Stated task:
Copy out everything in the material below from the line containing "Question: In the image above, where is the blue" down to the line containing "[127,90,169,225]", both included, keeping each line exactly as it is.

Records supplied:
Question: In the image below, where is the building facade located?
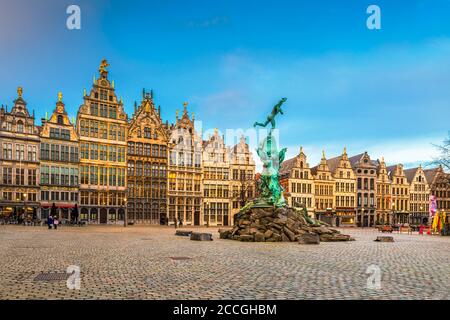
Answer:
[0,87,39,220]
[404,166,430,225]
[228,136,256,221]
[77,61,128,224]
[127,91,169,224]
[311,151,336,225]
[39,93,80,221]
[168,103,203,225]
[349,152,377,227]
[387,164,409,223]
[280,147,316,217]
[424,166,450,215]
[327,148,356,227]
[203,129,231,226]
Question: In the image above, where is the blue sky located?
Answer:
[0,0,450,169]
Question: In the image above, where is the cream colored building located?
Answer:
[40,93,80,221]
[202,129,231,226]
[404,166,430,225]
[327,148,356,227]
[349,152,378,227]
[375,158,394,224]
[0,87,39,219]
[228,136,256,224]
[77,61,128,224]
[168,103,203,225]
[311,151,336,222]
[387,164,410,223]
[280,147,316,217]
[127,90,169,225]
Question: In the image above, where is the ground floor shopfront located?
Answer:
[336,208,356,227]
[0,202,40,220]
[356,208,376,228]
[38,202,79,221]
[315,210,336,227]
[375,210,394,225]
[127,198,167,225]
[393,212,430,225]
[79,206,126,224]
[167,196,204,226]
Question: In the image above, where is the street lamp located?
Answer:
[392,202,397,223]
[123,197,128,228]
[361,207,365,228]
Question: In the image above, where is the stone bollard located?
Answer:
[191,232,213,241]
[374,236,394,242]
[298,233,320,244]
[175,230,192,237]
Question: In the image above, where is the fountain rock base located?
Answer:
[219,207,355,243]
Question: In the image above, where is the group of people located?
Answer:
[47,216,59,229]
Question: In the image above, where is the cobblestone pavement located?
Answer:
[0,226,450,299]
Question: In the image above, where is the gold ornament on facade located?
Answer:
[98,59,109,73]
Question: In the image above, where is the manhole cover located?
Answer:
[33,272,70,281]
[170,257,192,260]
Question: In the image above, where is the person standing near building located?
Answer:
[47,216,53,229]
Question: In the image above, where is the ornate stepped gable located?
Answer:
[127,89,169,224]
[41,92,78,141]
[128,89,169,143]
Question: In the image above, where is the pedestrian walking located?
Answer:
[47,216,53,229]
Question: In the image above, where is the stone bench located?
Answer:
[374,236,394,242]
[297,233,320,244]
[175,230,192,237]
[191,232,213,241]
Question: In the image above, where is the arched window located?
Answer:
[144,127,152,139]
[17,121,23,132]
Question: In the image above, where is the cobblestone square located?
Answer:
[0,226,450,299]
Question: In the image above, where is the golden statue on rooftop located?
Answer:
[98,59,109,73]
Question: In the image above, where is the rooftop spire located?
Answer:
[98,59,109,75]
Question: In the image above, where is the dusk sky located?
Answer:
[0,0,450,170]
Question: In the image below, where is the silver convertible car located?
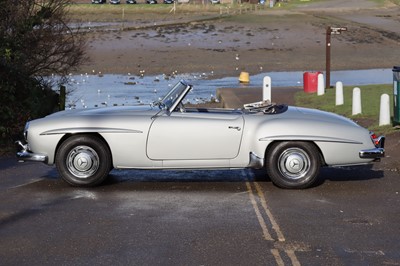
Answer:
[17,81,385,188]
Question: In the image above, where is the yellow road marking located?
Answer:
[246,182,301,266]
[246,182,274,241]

* * *

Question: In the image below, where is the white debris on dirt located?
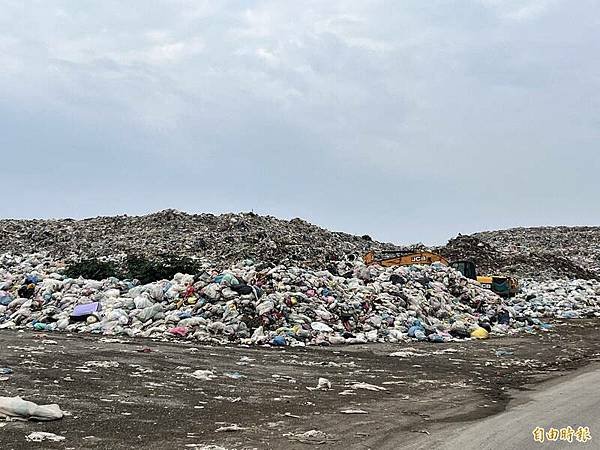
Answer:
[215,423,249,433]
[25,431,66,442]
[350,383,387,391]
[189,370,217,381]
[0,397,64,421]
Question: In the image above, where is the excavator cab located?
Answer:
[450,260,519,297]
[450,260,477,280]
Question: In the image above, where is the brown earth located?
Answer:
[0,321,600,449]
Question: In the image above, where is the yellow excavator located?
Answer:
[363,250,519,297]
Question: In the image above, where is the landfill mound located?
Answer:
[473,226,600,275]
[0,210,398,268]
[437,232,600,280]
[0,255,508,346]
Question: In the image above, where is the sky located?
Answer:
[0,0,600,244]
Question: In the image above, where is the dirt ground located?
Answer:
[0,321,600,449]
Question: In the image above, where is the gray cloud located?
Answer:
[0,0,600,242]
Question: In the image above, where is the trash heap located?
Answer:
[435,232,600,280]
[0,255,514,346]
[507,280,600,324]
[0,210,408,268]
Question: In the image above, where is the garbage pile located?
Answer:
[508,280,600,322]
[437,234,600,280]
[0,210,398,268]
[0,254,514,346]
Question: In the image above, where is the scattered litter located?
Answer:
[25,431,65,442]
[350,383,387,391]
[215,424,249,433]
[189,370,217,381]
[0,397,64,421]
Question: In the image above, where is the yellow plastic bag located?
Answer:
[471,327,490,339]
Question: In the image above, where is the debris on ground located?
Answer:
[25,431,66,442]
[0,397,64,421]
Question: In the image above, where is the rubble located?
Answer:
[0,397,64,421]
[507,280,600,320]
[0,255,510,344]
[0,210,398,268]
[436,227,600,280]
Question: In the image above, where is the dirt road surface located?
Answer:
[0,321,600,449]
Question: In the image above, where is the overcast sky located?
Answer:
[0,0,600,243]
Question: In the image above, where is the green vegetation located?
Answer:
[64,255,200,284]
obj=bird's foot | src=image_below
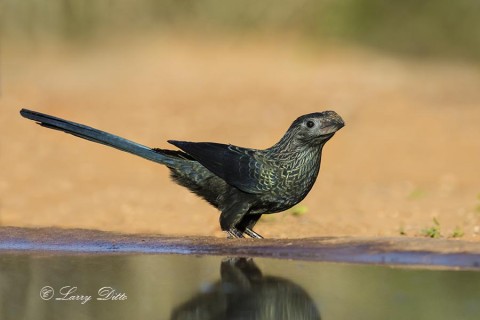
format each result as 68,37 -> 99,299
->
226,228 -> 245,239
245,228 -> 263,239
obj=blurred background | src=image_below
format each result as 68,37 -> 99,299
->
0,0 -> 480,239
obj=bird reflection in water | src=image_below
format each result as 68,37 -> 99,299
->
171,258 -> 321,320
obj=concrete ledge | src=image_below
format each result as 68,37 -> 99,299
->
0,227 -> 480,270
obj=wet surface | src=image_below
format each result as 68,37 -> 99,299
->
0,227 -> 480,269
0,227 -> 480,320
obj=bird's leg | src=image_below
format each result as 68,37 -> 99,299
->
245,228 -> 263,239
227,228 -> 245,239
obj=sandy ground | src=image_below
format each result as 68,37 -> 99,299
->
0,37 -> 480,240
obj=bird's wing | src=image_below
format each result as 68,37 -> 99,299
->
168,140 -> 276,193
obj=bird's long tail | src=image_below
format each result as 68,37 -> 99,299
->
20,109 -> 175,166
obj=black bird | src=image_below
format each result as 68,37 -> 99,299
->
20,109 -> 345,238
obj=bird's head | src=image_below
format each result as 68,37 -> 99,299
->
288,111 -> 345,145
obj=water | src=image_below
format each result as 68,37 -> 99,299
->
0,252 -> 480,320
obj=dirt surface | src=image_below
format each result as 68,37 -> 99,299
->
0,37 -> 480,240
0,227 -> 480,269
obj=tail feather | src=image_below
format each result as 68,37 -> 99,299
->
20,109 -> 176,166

Solved problem:
Question: In the image above, where is the blue sky located?
Answer:
[0,0,450,169]
Question: In the image above, where is the cream colored building located?
Answer:
[40,93,80,221]
[202,129,231,226]
[404,166,430,225]
[327,148,356,227]
[349,152,378,227]
[375,158,394,224]
[0,87,39,219]
[228,136,256,224]
[77,61,128,224]
[168,103,203,225]
[311,151,336,222]
[387,164,410,223]
[280,147,316,217]
[127,90,169,225]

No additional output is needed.